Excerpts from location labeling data
........

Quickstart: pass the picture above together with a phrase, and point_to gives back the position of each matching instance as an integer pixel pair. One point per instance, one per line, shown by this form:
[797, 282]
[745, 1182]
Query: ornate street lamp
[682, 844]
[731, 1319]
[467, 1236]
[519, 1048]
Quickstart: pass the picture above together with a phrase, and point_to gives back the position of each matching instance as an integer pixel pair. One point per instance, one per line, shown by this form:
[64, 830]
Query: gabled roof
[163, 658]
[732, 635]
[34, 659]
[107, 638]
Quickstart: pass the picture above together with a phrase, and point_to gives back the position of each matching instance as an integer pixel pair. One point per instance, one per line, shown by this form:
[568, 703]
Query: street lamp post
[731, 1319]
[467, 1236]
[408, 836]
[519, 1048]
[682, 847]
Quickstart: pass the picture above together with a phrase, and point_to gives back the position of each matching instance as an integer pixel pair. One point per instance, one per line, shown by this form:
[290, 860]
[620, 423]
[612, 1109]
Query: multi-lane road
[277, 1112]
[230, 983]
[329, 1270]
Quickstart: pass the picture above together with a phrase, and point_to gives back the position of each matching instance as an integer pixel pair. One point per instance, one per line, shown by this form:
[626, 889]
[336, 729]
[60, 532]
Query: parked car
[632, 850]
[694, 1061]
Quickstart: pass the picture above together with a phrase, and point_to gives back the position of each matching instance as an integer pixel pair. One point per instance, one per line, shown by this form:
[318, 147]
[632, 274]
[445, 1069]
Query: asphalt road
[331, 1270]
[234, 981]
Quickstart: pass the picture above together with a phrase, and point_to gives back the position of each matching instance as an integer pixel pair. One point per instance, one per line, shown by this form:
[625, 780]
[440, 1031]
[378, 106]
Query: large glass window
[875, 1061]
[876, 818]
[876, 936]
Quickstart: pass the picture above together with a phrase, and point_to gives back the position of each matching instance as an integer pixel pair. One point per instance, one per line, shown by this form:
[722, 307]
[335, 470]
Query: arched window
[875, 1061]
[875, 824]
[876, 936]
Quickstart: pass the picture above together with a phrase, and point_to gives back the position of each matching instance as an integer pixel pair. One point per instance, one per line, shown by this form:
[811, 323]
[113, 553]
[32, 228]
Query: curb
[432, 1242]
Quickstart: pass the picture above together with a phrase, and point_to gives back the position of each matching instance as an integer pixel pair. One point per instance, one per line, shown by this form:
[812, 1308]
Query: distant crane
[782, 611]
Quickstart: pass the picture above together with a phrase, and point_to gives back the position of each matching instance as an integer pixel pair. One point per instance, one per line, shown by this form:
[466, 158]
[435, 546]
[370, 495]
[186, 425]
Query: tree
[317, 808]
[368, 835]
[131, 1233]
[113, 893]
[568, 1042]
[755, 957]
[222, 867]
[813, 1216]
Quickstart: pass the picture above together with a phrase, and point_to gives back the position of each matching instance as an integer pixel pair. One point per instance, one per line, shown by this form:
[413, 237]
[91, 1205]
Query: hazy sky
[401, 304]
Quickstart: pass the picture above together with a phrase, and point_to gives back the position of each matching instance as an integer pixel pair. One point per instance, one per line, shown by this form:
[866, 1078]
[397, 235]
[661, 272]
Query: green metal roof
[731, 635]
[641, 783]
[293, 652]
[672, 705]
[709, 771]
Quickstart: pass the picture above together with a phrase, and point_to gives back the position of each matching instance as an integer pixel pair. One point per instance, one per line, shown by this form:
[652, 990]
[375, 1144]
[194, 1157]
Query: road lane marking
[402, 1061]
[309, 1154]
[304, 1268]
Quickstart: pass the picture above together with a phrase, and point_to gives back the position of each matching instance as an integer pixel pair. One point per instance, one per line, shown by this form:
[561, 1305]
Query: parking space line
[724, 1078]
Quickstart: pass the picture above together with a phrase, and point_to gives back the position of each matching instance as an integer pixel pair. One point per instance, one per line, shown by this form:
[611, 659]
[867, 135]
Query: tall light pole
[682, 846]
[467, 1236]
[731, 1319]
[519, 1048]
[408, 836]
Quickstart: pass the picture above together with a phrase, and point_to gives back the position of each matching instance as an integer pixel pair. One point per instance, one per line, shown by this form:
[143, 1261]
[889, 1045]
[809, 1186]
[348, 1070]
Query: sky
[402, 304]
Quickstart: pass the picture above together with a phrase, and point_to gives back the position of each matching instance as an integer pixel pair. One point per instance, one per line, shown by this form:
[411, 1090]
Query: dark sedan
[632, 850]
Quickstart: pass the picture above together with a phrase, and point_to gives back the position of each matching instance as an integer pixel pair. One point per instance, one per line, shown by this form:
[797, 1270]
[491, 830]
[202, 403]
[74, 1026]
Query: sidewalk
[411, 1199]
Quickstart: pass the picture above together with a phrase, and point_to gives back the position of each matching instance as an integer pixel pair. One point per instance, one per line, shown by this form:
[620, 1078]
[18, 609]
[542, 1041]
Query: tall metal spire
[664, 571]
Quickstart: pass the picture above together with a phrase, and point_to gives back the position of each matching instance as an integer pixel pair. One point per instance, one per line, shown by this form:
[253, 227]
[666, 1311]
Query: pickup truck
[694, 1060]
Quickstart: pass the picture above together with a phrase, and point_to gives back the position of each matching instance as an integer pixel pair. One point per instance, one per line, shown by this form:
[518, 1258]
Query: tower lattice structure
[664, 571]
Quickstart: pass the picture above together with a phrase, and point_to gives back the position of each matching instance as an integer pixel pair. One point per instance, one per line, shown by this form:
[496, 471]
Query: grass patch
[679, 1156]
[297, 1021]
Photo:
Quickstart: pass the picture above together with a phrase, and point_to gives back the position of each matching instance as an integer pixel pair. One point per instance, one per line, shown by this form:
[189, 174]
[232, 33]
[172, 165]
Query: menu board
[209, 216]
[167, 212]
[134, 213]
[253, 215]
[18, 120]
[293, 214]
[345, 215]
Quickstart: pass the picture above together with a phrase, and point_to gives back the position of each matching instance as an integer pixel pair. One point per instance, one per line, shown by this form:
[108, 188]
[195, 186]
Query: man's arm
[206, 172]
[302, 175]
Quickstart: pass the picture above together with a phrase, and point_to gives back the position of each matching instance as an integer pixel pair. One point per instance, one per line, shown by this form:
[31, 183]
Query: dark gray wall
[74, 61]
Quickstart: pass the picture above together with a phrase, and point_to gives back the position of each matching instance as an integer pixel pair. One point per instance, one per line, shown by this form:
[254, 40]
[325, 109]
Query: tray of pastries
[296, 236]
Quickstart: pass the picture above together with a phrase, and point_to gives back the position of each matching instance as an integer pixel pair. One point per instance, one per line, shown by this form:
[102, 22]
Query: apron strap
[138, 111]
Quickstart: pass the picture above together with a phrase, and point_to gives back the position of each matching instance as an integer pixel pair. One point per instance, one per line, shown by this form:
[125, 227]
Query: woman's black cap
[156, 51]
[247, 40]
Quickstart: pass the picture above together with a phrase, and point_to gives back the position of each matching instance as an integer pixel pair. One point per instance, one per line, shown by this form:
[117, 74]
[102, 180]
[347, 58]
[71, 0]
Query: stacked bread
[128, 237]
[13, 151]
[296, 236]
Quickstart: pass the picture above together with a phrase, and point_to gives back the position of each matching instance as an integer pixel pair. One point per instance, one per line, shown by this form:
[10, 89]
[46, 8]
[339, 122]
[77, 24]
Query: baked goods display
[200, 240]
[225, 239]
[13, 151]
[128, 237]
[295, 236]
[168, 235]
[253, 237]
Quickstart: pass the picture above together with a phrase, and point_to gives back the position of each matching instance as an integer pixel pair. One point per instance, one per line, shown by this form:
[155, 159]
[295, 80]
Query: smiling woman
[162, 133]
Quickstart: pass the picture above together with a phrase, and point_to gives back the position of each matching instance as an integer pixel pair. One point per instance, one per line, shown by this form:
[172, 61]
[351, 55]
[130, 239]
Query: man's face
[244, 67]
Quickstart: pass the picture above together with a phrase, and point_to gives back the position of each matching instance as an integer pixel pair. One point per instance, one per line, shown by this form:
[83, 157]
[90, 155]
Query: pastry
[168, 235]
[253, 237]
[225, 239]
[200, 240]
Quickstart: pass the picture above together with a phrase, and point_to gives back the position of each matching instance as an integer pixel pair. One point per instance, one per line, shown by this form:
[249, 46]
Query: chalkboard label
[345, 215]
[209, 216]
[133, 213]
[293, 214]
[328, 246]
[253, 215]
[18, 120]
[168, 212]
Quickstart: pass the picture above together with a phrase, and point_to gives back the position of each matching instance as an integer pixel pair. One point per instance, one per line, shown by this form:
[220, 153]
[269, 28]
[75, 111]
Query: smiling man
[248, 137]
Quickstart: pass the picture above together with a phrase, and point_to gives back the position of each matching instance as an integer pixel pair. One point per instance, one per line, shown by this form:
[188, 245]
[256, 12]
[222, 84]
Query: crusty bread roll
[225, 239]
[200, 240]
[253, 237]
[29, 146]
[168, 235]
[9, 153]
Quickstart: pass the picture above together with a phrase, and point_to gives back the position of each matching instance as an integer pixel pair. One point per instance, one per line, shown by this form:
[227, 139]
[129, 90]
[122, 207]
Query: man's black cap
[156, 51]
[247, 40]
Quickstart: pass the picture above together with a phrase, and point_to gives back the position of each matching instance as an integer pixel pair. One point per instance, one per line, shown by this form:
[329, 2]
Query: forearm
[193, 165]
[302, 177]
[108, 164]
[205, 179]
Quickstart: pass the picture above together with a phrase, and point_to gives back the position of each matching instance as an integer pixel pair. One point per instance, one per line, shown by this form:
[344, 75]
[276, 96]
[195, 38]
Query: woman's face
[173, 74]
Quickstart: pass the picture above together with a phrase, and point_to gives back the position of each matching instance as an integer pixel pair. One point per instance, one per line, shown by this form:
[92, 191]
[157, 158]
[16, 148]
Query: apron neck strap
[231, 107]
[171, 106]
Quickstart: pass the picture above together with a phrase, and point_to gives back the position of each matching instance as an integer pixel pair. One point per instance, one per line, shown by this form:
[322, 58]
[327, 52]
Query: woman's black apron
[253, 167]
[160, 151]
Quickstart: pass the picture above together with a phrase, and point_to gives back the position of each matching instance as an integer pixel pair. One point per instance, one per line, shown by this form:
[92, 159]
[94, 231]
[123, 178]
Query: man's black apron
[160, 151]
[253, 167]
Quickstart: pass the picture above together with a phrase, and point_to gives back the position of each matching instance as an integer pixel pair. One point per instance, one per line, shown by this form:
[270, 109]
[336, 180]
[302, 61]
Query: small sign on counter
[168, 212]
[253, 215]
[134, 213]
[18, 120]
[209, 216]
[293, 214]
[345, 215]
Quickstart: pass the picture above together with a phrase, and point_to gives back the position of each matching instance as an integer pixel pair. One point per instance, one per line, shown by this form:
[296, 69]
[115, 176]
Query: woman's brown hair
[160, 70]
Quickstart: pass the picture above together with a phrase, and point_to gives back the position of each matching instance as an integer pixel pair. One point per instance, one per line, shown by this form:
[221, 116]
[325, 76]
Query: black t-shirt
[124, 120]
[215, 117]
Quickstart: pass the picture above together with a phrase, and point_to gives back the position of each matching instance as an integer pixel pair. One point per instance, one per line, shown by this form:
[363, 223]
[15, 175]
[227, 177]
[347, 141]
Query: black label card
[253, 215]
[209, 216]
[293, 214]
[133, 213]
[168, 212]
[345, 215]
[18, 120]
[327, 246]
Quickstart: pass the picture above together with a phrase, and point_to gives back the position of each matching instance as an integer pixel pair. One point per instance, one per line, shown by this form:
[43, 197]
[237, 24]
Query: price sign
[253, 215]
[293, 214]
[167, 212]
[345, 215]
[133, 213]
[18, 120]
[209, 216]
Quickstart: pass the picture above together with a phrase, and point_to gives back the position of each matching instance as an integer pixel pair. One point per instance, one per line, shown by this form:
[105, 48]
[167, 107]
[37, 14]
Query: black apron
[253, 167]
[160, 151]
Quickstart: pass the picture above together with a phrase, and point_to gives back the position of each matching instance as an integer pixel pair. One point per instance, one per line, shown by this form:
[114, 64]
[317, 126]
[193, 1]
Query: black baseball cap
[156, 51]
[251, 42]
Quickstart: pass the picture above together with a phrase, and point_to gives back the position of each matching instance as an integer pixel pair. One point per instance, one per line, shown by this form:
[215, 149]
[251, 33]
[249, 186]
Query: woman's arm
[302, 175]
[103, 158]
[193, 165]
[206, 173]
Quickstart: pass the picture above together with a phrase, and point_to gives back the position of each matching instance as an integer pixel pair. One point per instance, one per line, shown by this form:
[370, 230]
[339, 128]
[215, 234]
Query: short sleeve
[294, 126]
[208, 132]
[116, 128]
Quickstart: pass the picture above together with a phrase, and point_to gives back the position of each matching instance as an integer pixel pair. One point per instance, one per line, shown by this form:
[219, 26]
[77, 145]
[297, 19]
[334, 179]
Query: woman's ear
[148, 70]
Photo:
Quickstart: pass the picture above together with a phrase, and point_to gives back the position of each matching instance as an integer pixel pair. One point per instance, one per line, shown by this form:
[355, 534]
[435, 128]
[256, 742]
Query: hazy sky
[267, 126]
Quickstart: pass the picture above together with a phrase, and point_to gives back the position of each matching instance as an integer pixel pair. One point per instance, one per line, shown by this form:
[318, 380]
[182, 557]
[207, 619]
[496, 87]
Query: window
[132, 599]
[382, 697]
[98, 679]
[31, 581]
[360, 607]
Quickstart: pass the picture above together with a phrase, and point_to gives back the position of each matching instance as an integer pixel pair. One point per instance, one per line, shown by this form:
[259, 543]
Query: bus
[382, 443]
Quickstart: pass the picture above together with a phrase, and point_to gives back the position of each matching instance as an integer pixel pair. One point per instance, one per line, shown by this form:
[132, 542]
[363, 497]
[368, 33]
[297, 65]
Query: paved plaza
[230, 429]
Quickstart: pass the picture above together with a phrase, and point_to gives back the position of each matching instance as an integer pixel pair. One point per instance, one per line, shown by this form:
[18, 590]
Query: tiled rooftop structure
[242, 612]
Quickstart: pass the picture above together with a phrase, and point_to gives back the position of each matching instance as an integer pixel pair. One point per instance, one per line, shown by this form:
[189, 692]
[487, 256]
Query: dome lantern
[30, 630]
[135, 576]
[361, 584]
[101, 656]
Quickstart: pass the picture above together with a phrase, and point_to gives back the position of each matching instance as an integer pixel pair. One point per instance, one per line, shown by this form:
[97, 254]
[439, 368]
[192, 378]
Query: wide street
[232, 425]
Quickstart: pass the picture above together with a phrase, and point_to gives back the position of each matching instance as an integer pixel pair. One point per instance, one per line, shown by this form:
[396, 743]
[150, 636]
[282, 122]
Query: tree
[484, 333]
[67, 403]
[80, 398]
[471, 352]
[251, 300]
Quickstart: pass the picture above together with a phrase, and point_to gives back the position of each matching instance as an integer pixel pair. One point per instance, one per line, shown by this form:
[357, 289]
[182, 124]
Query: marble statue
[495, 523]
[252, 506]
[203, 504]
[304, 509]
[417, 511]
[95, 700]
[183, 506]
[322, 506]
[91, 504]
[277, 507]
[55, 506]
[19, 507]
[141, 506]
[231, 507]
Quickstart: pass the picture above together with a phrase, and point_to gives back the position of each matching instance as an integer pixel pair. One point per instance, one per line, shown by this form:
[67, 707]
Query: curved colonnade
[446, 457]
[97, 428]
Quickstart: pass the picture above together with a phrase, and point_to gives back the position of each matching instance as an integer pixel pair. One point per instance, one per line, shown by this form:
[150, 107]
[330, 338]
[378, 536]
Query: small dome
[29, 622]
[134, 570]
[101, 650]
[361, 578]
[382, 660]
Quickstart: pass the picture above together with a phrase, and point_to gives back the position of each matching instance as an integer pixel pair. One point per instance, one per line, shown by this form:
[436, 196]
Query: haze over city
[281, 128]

........

List every line of the records above that contains the word "small", matching case exactly.

Query: small sign on counter
Query: small dome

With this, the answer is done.